### PROBLEMS AND TASKS
a. Name every person the essay on the Ambedkar cartoon mentions by name.
b. In the essay on the Ambedkar cartoon, edit the passage that begins with the words "The Ambedkar cartoon has" and ends with "of social justice.", putting "dispute" in place of "controversy".
c. Resume the essay on the Ambedkar cartoon after its final sentence.

### TEXT BLOCK
The Ambedkar cartoon has been misread. And this could be just the beginning
Ever since the Ambedkar cartoon controversy erupted, I have not stopped wondering about the irony of the situation. The attempt, perhaps the first one in national textbooks, to accord Babasaheb Ambedkar his due place as one of the founders of our republic, was being attacked for insulting him. Professor Suhas Palshikar, who has taught me to read Ambedkar more carefully, has been attacked in Ambedkar’s name. To be honest, we did expect an attack on these books at some point from some quarters. But little did we imagine that it would come from proponents of social justice.
Over the last two days we have tried explaining this to anyone who cares to listen. Palshikar tried explaining this to his attackers too. The cartoon in the spotlight is actually one of the more innocuous of the hundreds used in the political science textbooks of the National Council of Educational Research and Training (NCERT). It has been made to look offensive by a series of misreadings. One, the content of the cartoon has been mischievously presented by overlooking the positive symbolism (that Ambedkar holds the reins to the Constitution and holds a whip) and overplaying a possible negative symbolism (Nehru holding a whip behind Ambedkar has been presented as Nehru whipping Ambedkar). Two, the art form of a cartoon is negated by a crass literal reading of the symbol of a whip. Three, the cartoon is detached from the text accompanying it on the same page that celebrates the deliberations that led to the delay in the making of the Constitution. Four, the cartoon is isolated from other cartoons involving Nehru, Indira Gandhi and other leaders that appear in this and other textbooks. Finally, Ambedkar’s depiction in this cartoon is torn out of the context of how Ambedkar and his ideas are treated in this and other textbooks.

### Location labeling records
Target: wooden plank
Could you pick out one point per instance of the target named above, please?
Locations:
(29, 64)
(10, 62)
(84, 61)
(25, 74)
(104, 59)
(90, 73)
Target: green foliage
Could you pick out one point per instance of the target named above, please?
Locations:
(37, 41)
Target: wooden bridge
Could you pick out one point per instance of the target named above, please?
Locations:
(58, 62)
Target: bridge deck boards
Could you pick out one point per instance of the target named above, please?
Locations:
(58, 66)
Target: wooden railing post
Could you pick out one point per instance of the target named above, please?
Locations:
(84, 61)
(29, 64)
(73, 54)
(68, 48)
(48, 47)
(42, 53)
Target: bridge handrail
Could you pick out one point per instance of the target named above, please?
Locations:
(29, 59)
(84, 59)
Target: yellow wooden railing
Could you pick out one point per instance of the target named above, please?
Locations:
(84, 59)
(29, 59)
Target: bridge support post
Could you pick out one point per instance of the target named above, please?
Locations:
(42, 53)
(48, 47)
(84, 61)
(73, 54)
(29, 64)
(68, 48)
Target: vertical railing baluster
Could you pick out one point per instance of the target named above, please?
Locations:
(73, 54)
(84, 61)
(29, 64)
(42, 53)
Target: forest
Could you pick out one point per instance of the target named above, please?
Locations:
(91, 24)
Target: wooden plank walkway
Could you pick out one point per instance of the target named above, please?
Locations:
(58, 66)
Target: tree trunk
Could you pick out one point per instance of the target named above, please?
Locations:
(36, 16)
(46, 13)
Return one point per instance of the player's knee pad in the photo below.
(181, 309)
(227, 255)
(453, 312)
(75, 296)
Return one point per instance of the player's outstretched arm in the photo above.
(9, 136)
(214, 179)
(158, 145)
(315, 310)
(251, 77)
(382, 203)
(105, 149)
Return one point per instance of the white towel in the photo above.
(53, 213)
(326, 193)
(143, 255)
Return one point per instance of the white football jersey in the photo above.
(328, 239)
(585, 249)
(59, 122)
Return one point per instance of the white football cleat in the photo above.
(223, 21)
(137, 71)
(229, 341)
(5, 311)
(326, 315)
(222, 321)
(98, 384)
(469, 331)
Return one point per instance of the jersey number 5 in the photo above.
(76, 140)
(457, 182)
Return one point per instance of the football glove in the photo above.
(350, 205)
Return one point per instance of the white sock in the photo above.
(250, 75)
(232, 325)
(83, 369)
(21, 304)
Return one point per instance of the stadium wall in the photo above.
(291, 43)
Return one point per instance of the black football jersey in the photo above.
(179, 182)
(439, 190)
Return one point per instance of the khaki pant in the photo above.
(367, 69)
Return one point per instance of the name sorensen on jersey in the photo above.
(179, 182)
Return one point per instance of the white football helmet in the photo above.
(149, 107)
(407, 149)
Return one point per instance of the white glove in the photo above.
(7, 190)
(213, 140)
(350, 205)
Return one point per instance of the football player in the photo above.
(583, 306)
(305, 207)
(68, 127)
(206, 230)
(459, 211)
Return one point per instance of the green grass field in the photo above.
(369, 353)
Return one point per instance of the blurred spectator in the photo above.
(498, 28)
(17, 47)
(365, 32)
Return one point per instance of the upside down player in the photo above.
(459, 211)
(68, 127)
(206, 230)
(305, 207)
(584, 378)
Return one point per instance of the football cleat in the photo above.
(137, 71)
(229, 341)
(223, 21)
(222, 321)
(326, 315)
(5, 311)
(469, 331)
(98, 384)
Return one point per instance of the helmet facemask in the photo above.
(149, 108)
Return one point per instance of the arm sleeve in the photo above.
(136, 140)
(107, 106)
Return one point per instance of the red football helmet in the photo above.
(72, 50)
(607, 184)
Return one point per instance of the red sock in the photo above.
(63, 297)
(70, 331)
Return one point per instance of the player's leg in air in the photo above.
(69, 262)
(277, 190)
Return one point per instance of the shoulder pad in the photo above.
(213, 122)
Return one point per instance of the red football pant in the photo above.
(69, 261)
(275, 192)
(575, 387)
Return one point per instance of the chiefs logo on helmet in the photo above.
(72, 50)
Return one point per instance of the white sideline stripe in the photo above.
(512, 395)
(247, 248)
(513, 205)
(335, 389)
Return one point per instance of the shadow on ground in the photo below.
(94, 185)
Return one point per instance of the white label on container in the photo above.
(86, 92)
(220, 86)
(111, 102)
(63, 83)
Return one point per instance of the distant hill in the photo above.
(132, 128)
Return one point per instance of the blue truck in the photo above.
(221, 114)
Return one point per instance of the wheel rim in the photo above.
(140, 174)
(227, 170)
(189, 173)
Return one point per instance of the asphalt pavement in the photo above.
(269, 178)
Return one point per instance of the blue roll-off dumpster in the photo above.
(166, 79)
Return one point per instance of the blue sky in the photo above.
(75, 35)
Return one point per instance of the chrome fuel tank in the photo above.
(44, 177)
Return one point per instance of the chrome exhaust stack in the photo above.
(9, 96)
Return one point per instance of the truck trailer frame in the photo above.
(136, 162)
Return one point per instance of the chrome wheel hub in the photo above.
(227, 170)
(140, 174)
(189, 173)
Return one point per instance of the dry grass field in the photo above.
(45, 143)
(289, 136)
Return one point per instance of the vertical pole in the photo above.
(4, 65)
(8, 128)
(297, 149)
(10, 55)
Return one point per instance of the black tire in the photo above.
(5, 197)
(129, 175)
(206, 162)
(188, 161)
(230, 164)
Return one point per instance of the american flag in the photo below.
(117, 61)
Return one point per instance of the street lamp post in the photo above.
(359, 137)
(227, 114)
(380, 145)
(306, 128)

### TASK RESULTS
a. Babasaheb Ambedkar, Suhas Palshikar, Nehru, Indira Gandhi

b.
The Ambedkar cartoon has been misread. And this could be just the beginning
Ever since the Ambedkar cartoon dispute erupted, I have not stopped wondering about the irony of the situation. The attempt, perhaps the first one in national textbooks, to accord Babasaheb Ambedkar his due place as one of the founders of our republic, was being attacked for insulting him. Professor Suhas Palshikar, who has taught me to read Ambedkar more carefully, has been attacked in Ambedkar’s name. To be honest, we did expect an attack on these books at some point from some quarters. But little did we imagine that it would come from proponents of social justice.

c.
Having gone over this a few dozen times, it became clear to me that this debate was no longer about Ambedkar or the cartoon. The real danger is not what you can see and identify clearly. The danger lies lurking just beyond your vision.
For starters, the danger is not that one or a few controversial cartoons may be removed from the textbooks without good reasons. That would be sad but not a cause for alarm. The danger is that this is just the beginning. The minister’s reply in Parliament mentioned a review of other "objectionable" cartoons and content in the textbooks. A group of parliamentarians has been demanding the deletion of several cartoons that showed politicians in a poor light. Many MPs are uncomfortable with the truthful account of post-independence history in these books. Ambedkar’s name may have been used to shield much else. This may be the beginning of a slow and imperceptible rollback of a historical transition in the writing of textbooks in this country that took place between 2005 and 2008, following the adoption of the National Curriculum Framework.
This is linked to the issue of autonomy of institutions like the NCERT. Again, the danger is not that of a sudden loss of autonomy vis-à-vis the government. It is hardly a secret that the autonomy of such institutions vis-à-vis the babus in the ministry is at best highly circumscribed and often non-existent. The rights of the authors and advisers vis-à-vis the NCERT and that of the NCERT vis-à-vis the ministry are admittedly in a grey zone. The parliamentarians obviously did not see anything grey here. They wanted to settle on the floor of the House an issue concerning the content of a textbook that had gone through a due internal process. The minister obliged. The real danger is that this would begin to appear normal to us, that we would forget that institutional autonomy is an issue.
Again, the danger is not that this issue would compromise our freedom of expression in a general sense. The media’s intense scrutiny of the political class on this question has demonstrated, if it needed any demonstration, that the Indian media enjoys ample freedom to take on the government. Besides, the textbook is not the site for an unbridled exercise of freedom of expression. Textbook writing is an exercise in caution and balance. The danger here is that we would miss an opportunity to define what freedom of expression should mean in the context of a textbook. In the course of a TV debate, a fairly well-read MP complained that this cartoon sowed doubt in the minds of young students. The danger is that we might begin to think that textbooks must not create doubts, must not leave any questions.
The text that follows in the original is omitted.